[Start of Dataset entries]

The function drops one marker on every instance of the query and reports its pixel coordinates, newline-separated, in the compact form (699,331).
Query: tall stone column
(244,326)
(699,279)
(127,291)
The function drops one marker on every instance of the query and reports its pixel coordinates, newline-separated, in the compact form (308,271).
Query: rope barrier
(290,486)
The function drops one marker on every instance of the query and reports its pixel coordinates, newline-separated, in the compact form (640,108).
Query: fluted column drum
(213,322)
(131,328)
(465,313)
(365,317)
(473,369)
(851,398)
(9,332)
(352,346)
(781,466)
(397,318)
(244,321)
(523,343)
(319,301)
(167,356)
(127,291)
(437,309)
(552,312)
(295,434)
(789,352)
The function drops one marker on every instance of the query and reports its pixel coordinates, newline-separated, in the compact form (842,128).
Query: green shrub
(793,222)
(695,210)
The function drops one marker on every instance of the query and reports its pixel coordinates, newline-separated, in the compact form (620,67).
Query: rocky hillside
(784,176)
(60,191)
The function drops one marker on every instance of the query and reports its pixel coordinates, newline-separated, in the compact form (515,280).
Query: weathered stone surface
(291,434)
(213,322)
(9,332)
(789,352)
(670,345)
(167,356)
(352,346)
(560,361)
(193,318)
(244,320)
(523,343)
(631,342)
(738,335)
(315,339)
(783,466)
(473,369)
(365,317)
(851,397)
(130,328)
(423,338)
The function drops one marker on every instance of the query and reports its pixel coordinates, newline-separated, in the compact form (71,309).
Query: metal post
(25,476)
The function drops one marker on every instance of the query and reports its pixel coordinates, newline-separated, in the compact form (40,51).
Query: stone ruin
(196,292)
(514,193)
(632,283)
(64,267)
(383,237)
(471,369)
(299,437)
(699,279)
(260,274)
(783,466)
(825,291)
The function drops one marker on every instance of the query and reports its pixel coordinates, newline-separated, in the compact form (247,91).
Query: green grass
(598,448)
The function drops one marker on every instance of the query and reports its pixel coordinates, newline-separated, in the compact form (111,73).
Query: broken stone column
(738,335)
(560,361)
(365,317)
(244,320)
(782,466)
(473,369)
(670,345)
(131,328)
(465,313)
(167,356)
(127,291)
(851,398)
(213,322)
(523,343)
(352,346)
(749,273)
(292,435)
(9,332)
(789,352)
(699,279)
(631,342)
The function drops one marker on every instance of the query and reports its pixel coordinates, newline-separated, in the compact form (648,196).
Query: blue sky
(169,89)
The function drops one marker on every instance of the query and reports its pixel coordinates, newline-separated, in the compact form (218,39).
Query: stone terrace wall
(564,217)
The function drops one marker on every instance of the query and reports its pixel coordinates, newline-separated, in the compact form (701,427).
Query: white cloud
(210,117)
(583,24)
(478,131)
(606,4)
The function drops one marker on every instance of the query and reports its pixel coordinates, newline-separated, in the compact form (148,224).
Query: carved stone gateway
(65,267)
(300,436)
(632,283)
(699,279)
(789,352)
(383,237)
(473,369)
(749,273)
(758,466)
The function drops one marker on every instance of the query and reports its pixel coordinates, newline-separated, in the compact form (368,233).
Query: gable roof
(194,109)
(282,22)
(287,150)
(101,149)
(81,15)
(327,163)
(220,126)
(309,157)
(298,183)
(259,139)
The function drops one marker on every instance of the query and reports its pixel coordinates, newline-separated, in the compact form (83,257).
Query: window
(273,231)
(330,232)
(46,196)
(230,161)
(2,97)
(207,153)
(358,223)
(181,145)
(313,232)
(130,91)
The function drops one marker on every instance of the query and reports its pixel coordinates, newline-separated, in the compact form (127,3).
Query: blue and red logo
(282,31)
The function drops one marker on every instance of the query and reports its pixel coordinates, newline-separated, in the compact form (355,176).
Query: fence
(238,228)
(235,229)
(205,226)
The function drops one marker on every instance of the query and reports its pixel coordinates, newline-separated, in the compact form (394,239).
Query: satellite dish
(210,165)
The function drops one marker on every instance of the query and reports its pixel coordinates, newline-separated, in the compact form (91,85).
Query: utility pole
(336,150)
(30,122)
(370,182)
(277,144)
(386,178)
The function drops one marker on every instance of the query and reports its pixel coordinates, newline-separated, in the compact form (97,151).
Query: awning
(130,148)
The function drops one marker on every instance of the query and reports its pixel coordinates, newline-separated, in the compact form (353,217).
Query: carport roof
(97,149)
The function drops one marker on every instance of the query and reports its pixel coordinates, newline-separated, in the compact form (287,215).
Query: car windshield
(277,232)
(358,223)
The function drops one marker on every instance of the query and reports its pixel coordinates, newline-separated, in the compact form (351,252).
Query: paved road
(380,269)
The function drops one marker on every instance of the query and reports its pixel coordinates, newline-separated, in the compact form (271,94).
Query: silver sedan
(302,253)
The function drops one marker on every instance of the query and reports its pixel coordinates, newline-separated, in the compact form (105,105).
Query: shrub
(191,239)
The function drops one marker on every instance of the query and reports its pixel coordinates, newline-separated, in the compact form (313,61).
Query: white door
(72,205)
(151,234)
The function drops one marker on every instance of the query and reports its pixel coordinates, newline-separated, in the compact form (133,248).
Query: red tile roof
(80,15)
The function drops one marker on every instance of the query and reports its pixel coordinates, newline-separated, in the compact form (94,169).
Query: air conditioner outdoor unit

[End of Dataset entries]

Stated goal: Transcribe the material exactly as it reads.

Solution to this task:
The function drops one marker on every instance of the query and reports its pixel coordinates, newline-separated, in the compact form (699,331).
Query: tall stone column
(244,326)
(699,279)
(127,291)
The function drops one marker on every instance of the query and reports its pixel coordinates, newline-separated, in the compact form (308,271).
Query: rope barrier
(290,486)
The function drops one marker on every instance of the query and reports its pixel coordinates, newline-separated, in the compact form (640,108).
Query: fluted column drum
(213,322)
(131,328)
(465,313)
(365,317)
(473,369)
(851,398)
(9,332)
(352,346)
(781,466)
(397,318)
(244,321)
(523,343)
(319,301)
(167,356)
(127,291)
(437,309)
(552,312)
(295,434)
(789,352)
The function drops one marker on every instance of the query and reports its pixel coordinates, newline-separated, in the compact form (842,128).
Query: green shrub
(793,222)
(695,210)
The function drops one marker on every instance of the query and reports its pixel coordinates, newline-separated, in the compact form (620,67).
Query: rocky hillside
(784,176)
(60,191)
The function drops one marker on every instance of the query and reports its pixel coordinates, newline-separated, in the compact form (515,280).
Query: weathered stone surface
(291,434)
(213,322)
(9,332)
(789,352)
(670,345)
(167,356)
(352,346)
(560,361)
(193,318)
(244,320)
(523,343)
(631,342)
(738,335)
(315,339)
(783,466)
(473,369)
(365,317)
(851,397)
(130,328)
(423,338)
The function drops one marker on every instance of the query and reports its pixel coordinates, newline-separated, in the compact form (71,309).
Query: metal post
(25,476)
The function drops one marker on every instance of the query and reports its pixel coordinates, newline-separated, in the compact form (40,51).
Query: stone ruin
(196,292)
(514,193)
(632,283)
(64,267)
(383,237)
(471,369)
(299,437)
(699,279)
(260,274)
(783,466)
(825,291)
The function drops one marker on every instance of the query and reports its pixel coordinates, newline-separated, in the compact form (247,91).
Query: green grass
(598,448)
The function drops one marker on every instance of the query and reports its pixel coordinates, newline-separated, in the compact form (111,73).
Query: broken stone column
(738,335)
(560,361)
(365,317)
(244,320)
(782,466)
(473,369)
(670,345)
(131,328)
(465,313)
(167,356)
(127,291)
(851,398)
(213,322)
(523,343)
(352,346)
(749,273)
(292,435)
(9,332)
(789,352)
(699,279)
(631,342)
The function drops one marker on every instance of the query and reports its pixel coordinates, newline-separated, in the compact form (648,196).
Query: blue sky
(169,89)
The function drops one marker on every instance of the query and reports its pixel coordinates, newline-separated, in the compact form (218,39).
Query: stone terrace wall
(564,217)
The function drops one marker on every instance of the query and reports its pixel coordinates, newline-separated, in the compact form (701,427).
Query: white cloud
(210,117)
(583,24)
(478,131)
(606,4)
The function drops one marker on every instance of the query and reports its pixel coordinates, newline-separated, in the compact form (148,224).
Query: carved stone gateway
(65,267)
(300,436)
(632,283)
(699,279)
(789,352)
(383,237)
(473,369)
(749,273)
(758,466)
The function drops one marker on every instance of the query and reports its pixel coordinates, newline-separated, in the compact form (368,233).
Query: gable roof
(194,109)
(282,22)
(287,150)
(101,149)
(81,15)
(327,163)
(220,126)
(309,157)
(298,183)
(259,139)
The function drops one marker on every instance of the query and reports its pixel coordinates, newline-separated, in the compact form (83,257).
Query: window
(273,231)
(330,232)
(46,196)
(230,161)
(2,97)
(207,153)
(358,223)
(181,145)
(313,232)
(130,91)
The function drops one marker on every instance of the query and reports its pixel coordinates, newline-separated, in the compact form (127,3).
Query: blue and red logo
(282,31)
The function drops one marker on every instance of the query and reports its pixel coordinates, newline-separated, in the compact form (355,176).
Query: fence
(238,228)
(235,229)
(205,226)
The function drops one marker on every instance of the query and reports its pixel coordinates, newline-separated, in the compact form (394,239).
Query: satellite dish
(210,165)
The function drops one marker on every instance of the query and reports its pixel coordinates, newline-separated, in the compact form (91,85).
Query: utility pole
(336,150)
(30,122)
(370,182)
(277,144)
(386,178)
The function drops one marker on every instance of the query and reports its pixel coordinates, newline-separated, in the compact form (97,151).
Query: awning
(130,148)
The function drops one marker on every instance of the query and reports its pixel coordinates, newline-separated, in the compact form (353,217).
Query: carport roof
(97,149)
The function drops one marker on every instance of the query and reports its pixel coordinates, newline-separated, in the compact form (287,215).
Query: car windshield
(277,232)
(358,223)
The function drops one marker on every instance of the query and reports its pixel coordinates, newline-separated, in the compact form (351,252).
Query: paved road
(380,269)
The function drops one marker on every instance of the query and reports its pixel coordinates, newline-separated, in the compact form (271,94).
Query: silver sedan
(302,253)
The function drops one marker on every instance of the query and reports its pixel coordinates, newline-separated, in the compact form (105,105).
Query: shrub
(191,239)
The function drops one marker on every instance of the query and reports its pixel coordinates, newline-separated, in the compact form (313,61).
Query: white door
(72,205)
(151,234)
The function drops one marker on every instance of the query and reports its pixel coordinates, newline-separated, in the compact form (133,248).
Query: red tile roof
(80,15)
The function drops one marker on every instance of the query and reports its pixel coordinates, newline-separated, in the compact form (94,169).
Query: air conditioner outdoor unit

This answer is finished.